# List your alternative back-ups or replacements.



## Frog Wrangler (Apr 25, 2012)

I always love hearing what everybody else plans to use in the event of no electricity.

My back-ups are:

For cooking: I purchased a charcoal grill. W/the charcoal grill I can also use the wood off the apple trees (delicious!) We also have a firepit that is suitable for cooking w/ a cast iron "spiderpot". 

For heating: We have a wood fireplace, and also a wood burner in our basement. A nice assortment of winter blankets and apparel. Hand warmers. Plastic and duct tape should we have to seal off windows for extra insulation. Blankets to hang up over doorways to seal the heat in the fireplace area. 

For water: We can ride to the river & be back in an hour. We also have 2 springs nearby that are safe for consumption. 

Food: Garden and hunting are the obvious ones. Apple trees. I need to learn to forage in the wild better (this is a goal, I'm setting for myself.) We have lots of wild blueberries, blackberries, etc. but I need to educate myself.

would love to hear what everyone's back-ups are...I love new ideas!


----------



## solardon (Mar 2, 2012)

*Food:* garden, orchard and edible wild foods books and a college class on same years ago, Rabbits and chickens.
*energy:* 700 watts of PV charging batteries with 272 watts more to be installed.
*cooking*: propane camping stove and oven or wood grill or wood heating stove or hot dog sticks over an open fire.
*water:* 2400 watt inverter and 240V transformer to run well. 4 barrels of water back-up as well as a Berkey filter system
*refrigeration:* 12V refrigerator and 120V freezer on inverter system
*Heat:* mostly we use wood and have about 3 years supply of cord wood as well as 1 years supply of eco-bricks
*misc:* tools, guns, ammo, skills to fix stuff, wire stuff, butcher animals and grow more food.
home made LED lighting systems that run off of 12V
4kW generator if there is any fuel


----------



## C5GUY (Mar 22, 2012)

*FOOD* Stores for 12+ months for 6 to 8 people. Garden, trapping, fishing and hunting.
*ENERGY/COOKING* Propane stoves, smoker and also wood fired grill and oven. For dire needs I have a Cobra 3000 watt inverter and maintain a large store of "D" & "AA" batteries for my flashlights which are all low energy LED. Also several handcrank flashlights as well as one handcrank radio.

* _GIVEN DATA_
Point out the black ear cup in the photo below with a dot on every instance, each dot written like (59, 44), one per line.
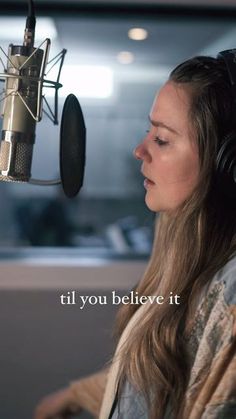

* _THINGS TO DO_
A. List every heating backup Frog Wrangler names in the backup-plans thread, above the data.
B. Continue the backup-plans thread that comes before the data, picking up after its last sentence.

* _ANSWER LIST_
A.
- A wood fireplace
- A wood burner in the basement
- Winter blankets and apparel
- Hand warmers
- Plastic and duct tape to seal off windows for extra insulation
- Blankets hung over doorways to keep the heat in the fireplace area

B.
*WATER* Potable water stores for 185 days for 6 people with another 432 gals. of gray water for irrigation or that can be boiled if needed. Large capability for rain runoff storage as well as 2 large natural springs within 2 miles of my house.
*HEAT* Propane stoves and also propane fireplace. Not a big issue in my area which rarely sees below freezing weather. Plenty of cold weather gear and a super insulated house will help.
*PROTECTION* Numerous large caliber firearms as well as Mossberg 500 12 ga. shorten to 18 1/8" plus large stores of ammo (several 1000 rounds for each weapon), 180lb. crossbow with ample supply of bolts and razor tips, 22 cal. semi-auto rifle, 177 cal. pellet/BB air rifle, 3 or 4 Wrist Rocket slingshots with lots of ammo. Good battery power perimeter alarm system since a guy has to sleep sometimes.
*MISC* large collection of hand tool, drills, saws, planes, etc. Good stores of hardware, nails, screws, wire, etc. machettes, survival knifes, hand flour grinder, several campfire coffee percolators (I'm not worth a crap without my morning coffee!), good stock of garden tools, wheelbarrows, axes, sledge hammers, hatchets, tarps and 4 live traps from small to extra large.


----------



## Leon (Jan 30, 2012)

FOOD: 6 month stores, (breakfast lunch + dinner) 50 laying hens, guinea pig operation, rabbits, fruit plantation, mini farms (2), open plots ready to plant, pond, local Lake
ENERGY: 1800watt solar generator, 400watt solar generator, ammo can multifuel stove, grill, smoker, hobo stove
WATER: Well, creek through the plantation, local lake, water on the shelf
HEAT: ammo can multi-fuel stove, fires? Good question, I'll have to work on that.
PROTECTION: Machetes, sword (real one), shotgun, bow
REFRIGERATION: zeer pot
MISC: BMW X3 (urban bug out vehicle), computer tech of all sorts, tools, 2 cats (rodent control), animal pen for the yard, oil lamps, parts, metal stock, blocks of lead, wooden panels, hardware like screws and nails


----------



## hayden (Apr 30, 2012)

Food: 1 year can goods,dry beans and rice, sugar and salt. 4 laying hens, garden, large live trap. Lots of tree rodents around here.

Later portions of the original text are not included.